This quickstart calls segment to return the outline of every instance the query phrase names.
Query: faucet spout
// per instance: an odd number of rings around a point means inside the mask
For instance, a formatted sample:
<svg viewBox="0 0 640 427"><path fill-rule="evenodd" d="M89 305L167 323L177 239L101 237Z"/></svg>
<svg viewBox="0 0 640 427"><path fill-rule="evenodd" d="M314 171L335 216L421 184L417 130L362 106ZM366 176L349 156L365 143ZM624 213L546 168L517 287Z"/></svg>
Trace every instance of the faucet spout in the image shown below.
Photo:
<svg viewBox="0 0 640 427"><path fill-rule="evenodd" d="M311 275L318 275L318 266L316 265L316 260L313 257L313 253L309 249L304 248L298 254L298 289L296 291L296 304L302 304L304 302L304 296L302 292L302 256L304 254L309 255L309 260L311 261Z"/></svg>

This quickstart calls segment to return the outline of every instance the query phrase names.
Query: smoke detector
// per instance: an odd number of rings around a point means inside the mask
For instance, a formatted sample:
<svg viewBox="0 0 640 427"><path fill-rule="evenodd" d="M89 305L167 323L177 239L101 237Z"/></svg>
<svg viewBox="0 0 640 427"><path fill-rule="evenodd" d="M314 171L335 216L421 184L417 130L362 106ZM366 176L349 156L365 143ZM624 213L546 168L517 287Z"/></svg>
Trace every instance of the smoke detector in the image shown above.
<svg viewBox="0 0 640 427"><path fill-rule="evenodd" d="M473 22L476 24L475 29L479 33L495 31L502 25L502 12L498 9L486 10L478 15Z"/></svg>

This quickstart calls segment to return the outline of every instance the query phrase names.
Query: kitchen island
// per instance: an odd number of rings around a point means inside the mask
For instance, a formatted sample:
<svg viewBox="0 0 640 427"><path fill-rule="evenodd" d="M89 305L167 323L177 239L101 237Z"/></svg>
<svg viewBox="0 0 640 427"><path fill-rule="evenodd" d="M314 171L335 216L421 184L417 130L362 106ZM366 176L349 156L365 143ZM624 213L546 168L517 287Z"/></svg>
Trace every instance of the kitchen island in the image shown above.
◆ ◆ ◆ ◆ ◆
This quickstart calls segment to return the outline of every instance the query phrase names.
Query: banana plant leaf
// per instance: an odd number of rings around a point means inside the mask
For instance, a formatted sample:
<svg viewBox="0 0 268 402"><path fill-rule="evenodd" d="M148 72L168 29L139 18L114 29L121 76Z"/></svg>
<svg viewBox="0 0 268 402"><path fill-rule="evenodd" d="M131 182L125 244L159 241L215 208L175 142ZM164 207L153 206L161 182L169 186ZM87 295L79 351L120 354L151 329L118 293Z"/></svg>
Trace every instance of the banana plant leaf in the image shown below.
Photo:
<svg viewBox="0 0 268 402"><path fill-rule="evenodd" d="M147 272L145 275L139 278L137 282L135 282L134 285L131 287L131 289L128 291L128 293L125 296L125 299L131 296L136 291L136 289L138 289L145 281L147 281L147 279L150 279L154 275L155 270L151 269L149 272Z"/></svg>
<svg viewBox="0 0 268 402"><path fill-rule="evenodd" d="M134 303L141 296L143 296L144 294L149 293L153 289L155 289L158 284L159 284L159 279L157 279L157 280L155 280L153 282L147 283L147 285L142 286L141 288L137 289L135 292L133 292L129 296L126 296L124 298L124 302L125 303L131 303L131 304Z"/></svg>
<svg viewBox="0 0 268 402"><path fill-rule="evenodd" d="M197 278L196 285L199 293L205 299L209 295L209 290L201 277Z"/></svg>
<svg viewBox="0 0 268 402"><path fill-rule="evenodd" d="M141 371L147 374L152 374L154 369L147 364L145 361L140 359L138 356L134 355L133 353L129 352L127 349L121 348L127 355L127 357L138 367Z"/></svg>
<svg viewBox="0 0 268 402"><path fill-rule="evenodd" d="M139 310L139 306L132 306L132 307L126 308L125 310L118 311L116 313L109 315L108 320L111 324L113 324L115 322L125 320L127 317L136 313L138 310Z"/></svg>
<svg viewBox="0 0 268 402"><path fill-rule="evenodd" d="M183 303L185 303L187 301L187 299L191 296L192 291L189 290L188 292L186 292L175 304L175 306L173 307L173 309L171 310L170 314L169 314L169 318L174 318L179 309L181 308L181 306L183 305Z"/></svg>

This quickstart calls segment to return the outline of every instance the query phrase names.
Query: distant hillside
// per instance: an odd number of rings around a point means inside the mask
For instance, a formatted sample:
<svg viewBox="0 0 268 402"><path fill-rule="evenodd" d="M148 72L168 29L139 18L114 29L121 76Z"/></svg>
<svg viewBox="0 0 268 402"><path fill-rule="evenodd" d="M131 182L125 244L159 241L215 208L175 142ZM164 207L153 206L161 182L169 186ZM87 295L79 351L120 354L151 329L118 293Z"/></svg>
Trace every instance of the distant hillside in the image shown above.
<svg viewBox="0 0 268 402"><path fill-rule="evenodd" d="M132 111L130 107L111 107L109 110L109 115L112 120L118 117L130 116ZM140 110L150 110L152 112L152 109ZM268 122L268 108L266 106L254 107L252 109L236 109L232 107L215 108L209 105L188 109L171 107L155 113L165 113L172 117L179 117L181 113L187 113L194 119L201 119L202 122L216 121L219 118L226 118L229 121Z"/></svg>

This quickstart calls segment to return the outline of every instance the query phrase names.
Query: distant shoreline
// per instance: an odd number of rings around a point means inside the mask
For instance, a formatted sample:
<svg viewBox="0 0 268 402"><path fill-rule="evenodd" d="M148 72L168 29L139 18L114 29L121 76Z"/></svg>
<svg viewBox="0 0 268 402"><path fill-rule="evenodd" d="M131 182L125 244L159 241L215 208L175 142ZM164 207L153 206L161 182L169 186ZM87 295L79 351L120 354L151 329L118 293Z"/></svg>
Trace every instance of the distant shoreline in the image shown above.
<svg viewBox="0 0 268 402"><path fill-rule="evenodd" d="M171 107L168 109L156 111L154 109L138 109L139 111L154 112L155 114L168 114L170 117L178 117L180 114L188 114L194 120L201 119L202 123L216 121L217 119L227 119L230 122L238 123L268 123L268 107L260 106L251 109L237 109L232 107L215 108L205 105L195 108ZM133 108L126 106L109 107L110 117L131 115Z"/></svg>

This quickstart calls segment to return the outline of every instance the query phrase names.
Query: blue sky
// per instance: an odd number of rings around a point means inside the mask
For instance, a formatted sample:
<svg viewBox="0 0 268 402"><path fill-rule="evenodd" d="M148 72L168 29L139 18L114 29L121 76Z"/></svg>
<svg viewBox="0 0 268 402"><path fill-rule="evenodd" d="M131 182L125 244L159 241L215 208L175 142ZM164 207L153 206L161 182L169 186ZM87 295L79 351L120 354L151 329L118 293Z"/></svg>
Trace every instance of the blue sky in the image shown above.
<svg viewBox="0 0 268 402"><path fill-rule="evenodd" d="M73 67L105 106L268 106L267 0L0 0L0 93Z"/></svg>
◆ ◆ ◆ ◆ ◆
### AIM OF THE EXERCISE
What is needed is every line of the records above that contains the word "spout".

### EXERCISE SOLUTION
Query: faucet spout
Trace every instance of the faucet spout in the image shown below.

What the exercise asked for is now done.